## Challenge
Resume the forum post below about differing sentencepiece tokenization output, picking up right after its last sentence.

### Excerpted passage ###

OpenNMT-py 2.0 release

ajitesh3 · February 2, 2021, 10:54am

hey @francoishernandez
I was looking at the sample generated before training begins. I could see one difference.
After tokenisation I am getting sentence as below:
▁Per usal ▁of ▁the ▁file ▁shows ▁that ▁a ▁counter ▁affidavit ▁was ▁filed ▁by ▁respondent ▁No . ▁ 2 ▁under ▁index ▁dated ▁1 7 . ▁ 05 . ▁ 2000 , ▁wherein ▁the ▁impugned ▁order ▁dated ▁ 27 . ▁1 0 . ▁1 9 9 9 ▁was ▁sought ▁to ▁be ▁supported .
▁The ▁decision ▁in ▁R ▁v ▁Sp en cer 287 ▁( 20 1 4 ) ▁was ▁related ▁to ▁inform ational ▁privacy .
▁The ▁further ▁details ▁of ▁the ▁chapter ▁are ▁not ▁necessary ▁for ▁our ▁purpose .

However for the same corpus and sentencepiece model if I use sp.encode or sp.encode_as_pieces I am getting tokenised test in below format:
[‘▁Per’, ‘usal’, ‘▁of’, ‘▁the’, ‘▁file’, ‘▁shows’, ‘▁that’, ‘▁a’, ‘▁counter’, ‘▁affidavit’, ‘▁was’, ‘▁filed’, ‘▁by’, ‘▁respondent’, ‘▁No’, ‘.’, ‘▁’, ‘2’, ‘▁under’, ‘▁index’, ‘▁dated’, ‘▁1’, ‘7’, ‘.’, ‘▁’, ‘05’, ‘.’, ‘▁’, ‘2000’, ‘,’, ‘▁wherein’, ‘▁the’, ‘▁impugned’, ‘▁order’, ‘▁dated’, ‘▁’, ‘27’, ‘.’, ‘▁1’, ‘0’, ‘.’, ‘▁1’, ‘9’, ‘9’, ‘9’, ‘▁was’, ‘▁sought’, ‘▁to’, ‘▁be’, ‘▁supported’, ‘.’]
[‘▁The’, ‘▁decision’, ‘▁in’, ‘▁R’, ‘▁v’, ‘▁Sp’, ‘en’, ‘cer’, ‘287’, ‘▁(’, ‘20’, ‘1’, ‘4’, ‘)’, ‘▁was’, ‘▁related’, ‘▁to’, ‘▁inform’, ‘ational’, ‘▁privacy’, ‘.’]
[‘▁The’, ‘▁further’, ‘▁details’, ‘▁of’, ‘▁the’, ‘▁chapter’, ‘▁are’, ‘▁not’, ‘▁necessary’, ‘▁for’, ‘▁our’, ‘▁purpose’, ‘.’]

What is the reason for this difference? I am refering to sentencepiece github python wrapper page sentencepiece/README.md at master · google/sentencepiece · GitHub

Previously I have been using python based package of sentencepiece and used to call encode function which gave me tokenised output in the format as shown later.

### Raw records ###

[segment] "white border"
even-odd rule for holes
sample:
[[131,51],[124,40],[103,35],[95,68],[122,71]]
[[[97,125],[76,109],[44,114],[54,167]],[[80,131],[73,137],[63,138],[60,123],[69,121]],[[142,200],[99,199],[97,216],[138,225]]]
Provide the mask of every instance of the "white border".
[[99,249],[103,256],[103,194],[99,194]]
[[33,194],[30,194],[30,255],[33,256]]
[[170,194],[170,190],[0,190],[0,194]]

###

## Response
francoishernandez · February 2, 2021, 10:59am

I don’t understand your issue. I looks like the tokenization is the same, it’s just a question of format, string vs list.
Also, this has nothing to do with the original topic (OpenNMT-py 2.0 release). You might want to open another thread to discuss tokenization specific questions.

ajitesh3 · February 2, 2021, 11:00am

sure @francoishernandez
Thank you

anderleich · February 22, 2021, 1:45pm

Hi,

Any updates on source word features?

francoishernandez · February 22, 2021, 2:34pm

Someone on github wanted to have a look, but not sure they made any progress yet.

seamusl · April 18, 2021, 8:00pm

Hi, I just want to double check if I need to run any preprocessing steps when using OpenNMT 2.0. ? I currently have 2 files of parallel text which are aligned and I have used these to develop a translation model. I have setup the yaml file to use omnt_tokenize and a well performing model has been developed.

I did NOT perform any specific punctuation normalization, tokenization or true casing - are these all looked after automatically (i.e. by default) with on the fly tokenization of OpenNMT 2.0. ? With the previous version of OpenNMT, would such steps have to be performed with separate Moses scripts (or similar scripts)? Thanks.

francoishernandez · April 19, 2021, 9:05am

are these all looked after automatically (i.e. by default) with on the fly tokenization of OpenNMT 2.0. ?

It depends how you set it up in your config.

With the previous version of OpenNMT, would such steps have to be performed with separate Moses scripts (or similar scripts)?

BEFORE (legacy): preprocess takes already tokenized data, dumps it into shards and dumps the associated vocab computed on the whole data
[tokenized data] =(preprocessing)=> data_*.pt + vocab.pt

NOW : you can do as you wish, as long as you provide the training script with some data and a corresponding vocab.

If you want to use the same (already processed) data as before, you can use your already tokenized data, and do not apply anything on the fly.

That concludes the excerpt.